Copy word for word the lines of the records below, beginning with the line that contains "green foliage shown" and continuing through the end of the records.

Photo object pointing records
....

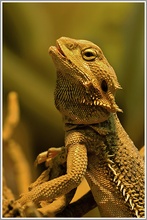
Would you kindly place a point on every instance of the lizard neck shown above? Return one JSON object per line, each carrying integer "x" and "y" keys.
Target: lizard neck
{"x": 76, "y": 106}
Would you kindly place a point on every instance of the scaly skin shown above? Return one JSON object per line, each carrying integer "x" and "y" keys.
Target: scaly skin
{"x": 98, "y": 147}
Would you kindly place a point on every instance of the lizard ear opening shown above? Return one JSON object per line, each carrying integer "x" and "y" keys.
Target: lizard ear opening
{"x": 104, "y": 86}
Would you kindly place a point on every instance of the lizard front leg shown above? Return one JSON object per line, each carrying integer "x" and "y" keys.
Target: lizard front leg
{"x": 76, "y": 168}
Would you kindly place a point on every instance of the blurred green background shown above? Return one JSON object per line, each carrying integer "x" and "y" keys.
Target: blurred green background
{"x": 28, "y": 31}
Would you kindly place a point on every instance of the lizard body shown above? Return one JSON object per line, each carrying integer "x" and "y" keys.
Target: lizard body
{"x": 98, "y": 147}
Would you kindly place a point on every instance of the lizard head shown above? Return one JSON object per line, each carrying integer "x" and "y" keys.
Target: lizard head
{"x": 86, "y": 82}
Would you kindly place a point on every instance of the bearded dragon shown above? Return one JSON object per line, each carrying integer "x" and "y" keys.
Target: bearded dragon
{"x": 98, "y": 148}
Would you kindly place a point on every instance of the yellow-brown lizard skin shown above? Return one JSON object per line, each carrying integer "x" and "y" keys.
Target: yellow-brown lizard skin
{"x": 98, "y": 147}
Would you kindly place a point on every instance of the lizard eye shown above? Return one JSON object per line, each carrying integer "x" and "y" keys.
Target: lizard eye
{"x": 104, "y": 86}
{"x": 89, "y": 54}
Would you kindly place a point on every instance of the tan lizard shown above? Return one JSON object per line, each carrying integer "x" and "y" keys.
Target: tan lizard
{"x": 98, "y": 146}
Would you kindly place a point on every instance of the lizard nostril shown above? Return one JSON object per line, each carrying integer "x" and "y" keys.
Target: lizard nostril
{"x": 104, "y": 86}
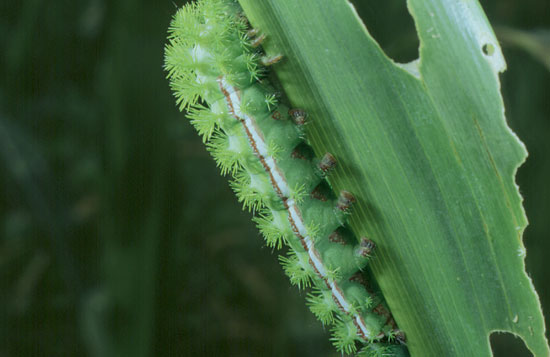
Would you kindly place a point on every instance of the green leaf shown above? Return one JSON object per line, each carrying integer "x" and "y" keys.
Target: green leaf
{"x": 426, "y": 150}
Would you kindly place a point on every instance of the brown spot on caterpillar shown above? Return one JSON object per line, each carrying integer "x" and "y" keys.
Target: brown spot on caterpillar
{"x": 327, "y": 163}
{"x": 271, "y": 60}
{"x": 276, "y": 115}
{"x": 366, "y": 246}
{"x": 337, "y": 237}
{"x": 298, "y": 116}
{"x": 258, "y": 40}
{"x": 400, "y": 336}
{"x": 345, "y": 200}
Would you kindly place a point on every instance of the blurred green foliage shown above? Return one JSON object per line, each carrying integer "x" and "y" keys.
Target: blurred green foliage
{"x": 118, "y": 237}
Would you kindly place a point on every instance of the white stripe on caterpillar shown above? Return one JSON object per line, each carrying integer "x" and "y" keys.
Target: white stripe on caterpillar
{"x": 280, "y": 185}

....

Task output ->
Would you kindly place a point on every instance of the blurred green foliage shown above? Return one JSON object per line, each carrying integer "x" and "y" keys.
Target: blurred green foliage
{"x": 118, "y": 237}
Would you kindly place a point on every instance of the white stripe on caterpillar shown above? Return one JSON object per line, each carrying integer "x" and "y" keys.
Target: white stripe on caterpillar
{"x": 280, "y": 185}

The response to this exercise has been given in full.